** START OF Entries **
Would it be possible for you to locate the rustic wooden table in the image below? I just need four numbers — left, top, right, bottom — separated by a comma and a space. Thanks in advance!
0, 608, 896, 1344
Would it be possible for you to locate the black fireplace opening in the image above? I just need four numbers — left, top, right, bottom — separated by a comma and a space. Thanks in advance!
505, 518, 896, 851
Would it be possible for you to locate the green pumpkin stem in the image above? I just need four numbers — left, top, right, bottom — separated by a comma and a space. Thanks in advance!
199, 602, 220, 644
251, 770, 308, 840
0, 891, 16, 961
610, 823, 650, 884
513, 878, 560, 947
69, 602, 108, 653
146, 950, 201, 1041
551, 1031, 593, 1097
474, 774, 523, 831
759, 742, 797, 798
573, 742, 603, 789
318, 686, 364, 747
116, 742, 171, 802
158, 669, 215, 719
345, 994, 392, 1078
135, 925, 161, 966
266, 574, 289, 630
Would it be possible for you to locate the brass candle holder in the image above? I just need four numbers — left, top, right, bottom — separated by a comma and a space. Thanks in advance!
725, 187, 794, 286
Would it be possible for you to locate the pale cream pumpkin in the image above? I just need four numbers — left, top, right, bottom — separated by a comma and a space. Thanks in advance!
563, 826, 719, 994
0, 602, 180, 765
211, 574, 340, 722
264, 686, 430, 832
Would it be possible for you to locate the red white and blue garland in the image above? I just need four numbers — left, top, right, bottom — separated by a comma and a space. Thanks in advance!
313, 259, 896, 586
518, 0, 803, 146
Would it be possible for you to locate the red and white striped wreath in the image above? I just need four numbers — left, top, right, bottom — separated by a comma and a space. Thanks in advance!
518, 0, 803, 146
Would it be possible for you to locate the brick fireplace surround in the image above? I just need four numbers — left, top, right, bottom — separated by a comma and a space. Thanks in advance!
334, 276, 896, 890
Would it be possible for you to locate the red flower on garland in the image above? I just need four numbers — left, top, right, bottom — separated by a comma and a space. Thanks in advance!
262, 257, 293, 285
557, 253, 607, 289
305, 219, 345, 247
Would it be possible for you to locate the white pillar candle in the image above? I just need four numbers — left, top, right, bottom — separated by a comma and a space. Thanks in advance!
** END OF Entries **
[Your task]:
Extract and reproduce verbatim the lines of the records above, starting at the line that contains "Would it be possible for you to locate the green" and ending at the line that contains "305, 219, 345, 247", with both of those lines included.

[Reply]:
Would it be possible for you to locate the green pumpkin stem in the image above? I just need four numbers — left, top, right, bottom — separated by a comma and a space. Thanks in advance!
199, 602, 220, 644
251, 770, 308, 840
0, 891, 16, 961
610, 823, 650, 884
513, 878, 560, 947
69, 602, 108, 653
146, 950, 201, 1041
551, 1031, 593, 1097
474, 774, 523, 831
759, 742, 797, 798
573, 742, 603, 789
318, 686, 364, 747
116, 742, 171, 802
158, 669, 215, 719
345, 994, 392, 1078
135, 925, 161, 966
266, 574, 289, 630
Would it be possible for you to locate the brass candle holder in the image above? I just need four numbers — left, top, right, bottom — separated by a comma and a space. Thanks in advance!
725, 187, 794, 286
Would it be possible for you to locate the pale cream pumpkin in the image above? I just need four numbers — left, top, right, bottom — separated by a comma and a space. Thanks in advance!
563, 826, 719, 994
0, 602, 180, 765
211, 574, 340, 722
264, 686, 430, 832
Would it be possible for you to locate the red white and blue garland in the image above? I just need four numbers — left, top, right, bottom — separated by a comma and a space. Thanks in advance!
313, 259, 896, 586
518, 0, 803, 146
Would it be possible for you to locate the red and white striped wreath in the image above? I just need four numbers — left, top, right, bottom — separated by a comma and a space. Thanks in advance!
518, 0, 803, 146
Would it be possible for you to locate the brick fireplace surround in the image above? I just need four numbers — left, top, right, bottom — separated by a comma and a space. Thanks in advance!
334, 276, 896, 890
Would it be possible for you to locate the red flower on garland in the image above? I just need four numbers — left, top, right, bottom — separated by a comma and a space. Thanks in advance!
262, 257, 293, 285
557, 253, 607, 289
305, 219, 345, 247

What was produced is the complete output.